Task brief:
From the listing below, copy every line that contains the word "grassy", matching its case exactly.

(Image location labeling listing)

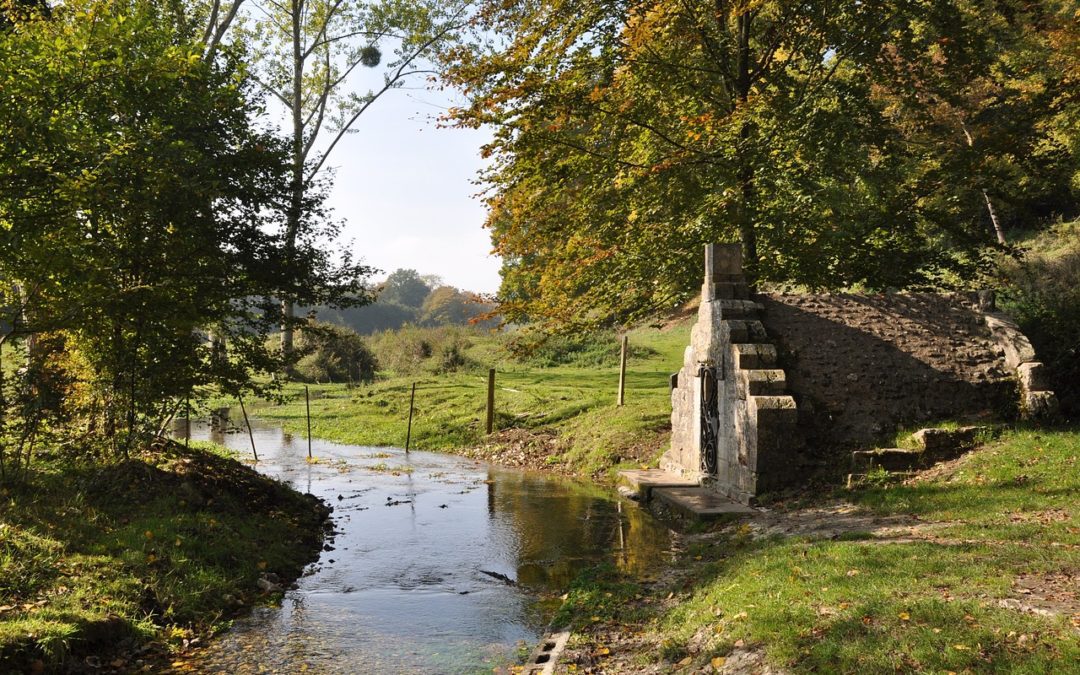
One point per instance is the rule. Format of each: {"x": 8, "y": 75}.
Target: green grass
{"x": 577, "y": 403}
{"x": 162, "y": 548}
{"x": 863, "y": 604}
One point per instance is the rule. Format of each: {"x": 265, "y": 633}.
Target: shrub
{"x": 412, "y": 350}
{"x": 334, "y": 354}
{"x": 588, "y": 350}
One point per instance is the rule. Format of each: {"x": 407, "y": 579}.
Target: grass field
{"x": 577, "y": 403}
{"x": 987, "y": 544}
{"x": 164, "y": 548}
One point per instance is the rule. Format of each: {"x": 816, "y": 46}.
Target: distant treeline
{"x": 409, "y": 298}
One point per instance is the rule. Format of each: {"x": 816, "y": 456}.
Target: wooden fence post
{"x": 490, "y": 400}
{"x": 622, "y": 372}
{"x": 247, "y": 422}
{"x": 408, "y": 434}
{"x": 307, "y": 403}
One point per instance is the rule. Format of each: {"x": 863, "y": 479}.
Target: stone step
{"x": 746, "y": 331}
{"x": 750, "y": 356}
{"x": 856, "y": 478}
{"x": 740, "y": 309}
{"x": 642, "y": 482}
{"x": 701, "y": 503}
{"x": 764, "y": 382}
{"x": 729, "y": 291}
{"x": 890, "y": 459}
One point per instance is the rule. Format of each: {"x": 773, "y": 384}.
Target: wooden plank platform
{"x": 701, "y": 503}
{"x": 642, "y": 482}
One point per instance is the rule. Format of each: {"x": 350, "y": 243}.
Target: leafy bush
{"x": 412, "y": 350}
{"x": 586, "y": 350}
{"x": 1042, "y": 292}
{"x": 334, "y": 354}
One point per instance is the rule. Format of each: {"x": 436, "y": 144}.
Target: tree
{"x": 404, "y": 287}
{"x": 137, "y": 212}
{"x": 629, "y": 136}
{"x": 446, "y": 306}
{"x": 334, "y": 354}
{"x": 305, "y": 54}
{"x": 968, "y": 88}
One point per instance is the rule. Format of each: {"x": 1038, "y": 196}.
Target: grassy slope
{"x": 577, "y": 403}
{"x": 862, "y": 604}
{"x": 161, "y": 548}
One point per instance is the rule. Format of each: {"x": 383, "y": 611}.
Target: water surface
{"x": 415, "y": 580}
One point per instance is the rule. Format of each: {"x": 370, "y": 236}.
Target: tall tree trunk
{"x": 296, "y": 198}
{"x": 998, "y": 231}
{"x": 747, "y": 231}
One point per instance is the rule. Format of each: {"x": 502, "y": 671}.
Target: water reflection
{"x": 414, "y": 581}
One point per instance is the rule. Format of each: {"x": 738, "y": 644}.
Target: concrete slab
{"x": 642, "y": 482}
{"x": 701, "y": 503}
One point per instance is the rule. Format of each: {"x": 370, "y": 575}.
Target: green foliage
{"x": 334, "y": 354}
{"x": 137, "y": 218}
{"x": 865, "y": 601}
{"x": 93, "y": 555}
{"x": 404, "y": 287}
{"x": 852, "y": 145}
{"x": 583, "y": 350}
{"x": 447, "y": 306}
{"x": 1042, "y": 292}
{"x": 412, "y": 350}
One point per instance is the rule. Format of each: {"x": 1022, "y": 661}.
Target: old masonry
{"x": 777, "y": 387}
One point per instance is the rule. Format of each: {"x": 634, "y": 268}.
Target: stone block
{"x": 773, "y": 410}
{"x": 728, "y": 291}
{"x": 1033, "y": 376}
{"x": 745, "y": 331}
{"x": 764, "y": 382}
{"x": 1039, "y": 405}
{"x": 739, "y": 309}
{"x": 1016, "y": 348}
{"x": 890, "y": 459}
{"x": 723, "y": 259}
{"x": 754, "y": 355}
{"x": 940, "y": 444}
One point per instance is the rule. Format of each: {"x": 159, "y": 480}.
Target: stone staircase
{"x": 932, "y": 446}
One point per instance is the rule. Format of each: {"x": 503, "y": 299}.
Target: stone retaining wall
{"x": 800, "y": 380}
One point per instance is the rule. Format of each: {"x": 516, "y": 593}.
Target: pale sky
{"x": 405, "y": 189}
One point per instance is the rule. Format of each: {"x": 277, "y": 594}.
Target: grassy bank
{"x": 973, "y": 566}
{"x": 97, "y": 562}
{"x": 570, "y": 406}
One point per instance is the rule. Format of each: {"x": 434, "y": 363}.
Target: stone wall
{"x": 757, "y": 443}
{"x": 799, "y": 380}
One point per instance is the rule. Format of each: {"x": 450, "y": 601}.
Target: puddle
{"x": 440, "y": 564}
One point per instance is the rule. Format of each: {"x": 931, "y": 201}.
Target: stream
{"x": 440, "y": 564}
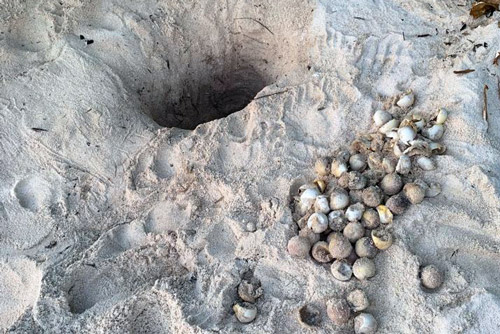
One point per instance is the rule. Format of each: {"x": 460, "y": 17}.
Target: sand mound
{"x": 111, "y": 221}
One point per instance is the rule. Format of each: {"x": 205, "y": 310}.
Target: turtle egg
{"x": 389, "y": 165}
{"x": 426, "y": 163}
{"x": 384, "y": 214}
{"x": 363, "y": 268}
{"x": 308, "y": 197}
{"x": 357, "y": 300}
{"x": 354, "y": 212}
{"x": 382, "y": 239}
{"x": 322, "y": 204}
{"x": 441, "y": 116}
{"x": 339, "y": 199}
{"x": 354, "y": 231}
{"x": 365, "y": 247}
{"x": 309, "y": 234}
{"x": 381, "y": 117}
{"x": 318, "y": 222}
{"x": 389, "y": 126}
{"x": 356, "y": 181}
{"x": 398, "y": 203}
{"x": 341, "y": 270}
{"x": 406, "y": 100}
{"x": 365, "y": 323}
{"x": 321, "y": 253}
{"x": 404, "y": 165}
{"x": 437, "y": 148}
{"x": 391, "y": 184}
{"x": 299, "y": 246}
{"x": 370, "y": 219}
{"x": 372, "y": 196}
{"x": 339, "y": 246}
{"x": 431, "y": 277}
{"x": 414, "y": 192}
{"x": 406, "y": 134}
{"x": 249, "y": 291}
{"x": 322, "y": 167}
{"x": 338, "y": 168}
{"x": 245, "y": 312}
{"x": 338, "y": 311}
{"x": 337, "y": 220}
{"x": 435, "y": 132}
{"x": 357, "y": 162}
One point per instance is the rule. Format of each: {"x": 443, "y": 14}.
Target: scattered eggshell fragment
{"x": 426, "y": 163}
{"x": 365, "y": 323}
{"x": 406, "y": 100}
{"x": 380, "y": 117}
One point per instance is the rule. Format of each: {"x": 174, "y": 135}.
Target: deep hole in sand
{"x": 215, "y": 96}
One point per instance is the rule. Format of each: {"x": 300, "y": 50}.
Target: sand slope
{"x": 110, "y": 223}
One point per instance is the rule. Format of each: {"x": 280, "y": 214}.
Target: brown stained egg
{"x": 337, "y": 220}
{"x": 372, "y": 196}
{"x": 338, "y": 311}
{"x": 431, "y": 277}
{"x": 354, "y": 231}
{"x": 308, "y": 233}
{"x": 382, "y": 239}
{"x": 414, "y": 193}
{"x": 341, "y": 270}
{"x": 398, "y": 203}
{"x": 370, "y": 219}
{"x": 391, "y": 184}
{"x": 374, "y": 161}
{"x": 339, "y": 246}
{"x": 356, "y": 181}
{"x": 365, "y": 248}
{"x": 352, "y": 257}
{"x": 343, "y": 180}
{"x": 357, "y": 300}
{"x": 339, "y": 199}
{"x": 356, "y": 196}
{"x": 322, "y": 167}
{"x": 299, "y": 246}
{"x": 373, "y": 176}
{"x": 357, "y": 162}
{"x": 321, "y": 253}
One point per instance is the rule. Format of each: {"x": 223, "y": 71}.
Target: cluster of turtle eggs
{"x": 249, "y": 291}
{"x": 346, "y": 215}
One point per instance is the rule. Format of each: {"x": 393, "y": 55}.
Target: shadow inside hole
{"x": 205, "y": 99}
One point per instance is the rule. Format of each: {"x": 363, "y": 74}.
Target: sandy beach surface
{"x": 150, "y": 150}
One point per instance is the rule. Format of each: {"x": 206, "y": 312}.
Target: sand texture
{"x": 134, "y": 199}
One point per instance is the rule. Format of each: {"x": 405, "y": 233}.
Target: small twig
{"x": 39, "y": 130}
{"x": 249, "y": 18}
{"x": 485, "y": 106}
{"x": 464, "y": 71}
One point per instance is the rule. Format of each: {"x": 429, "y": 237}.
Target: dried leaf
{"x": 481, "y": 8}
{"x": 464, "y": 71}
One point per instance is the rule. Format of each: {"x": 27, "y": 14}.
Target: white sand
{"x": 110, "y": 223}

Solution to this task:
Target: grassy slope
Target: grassy bank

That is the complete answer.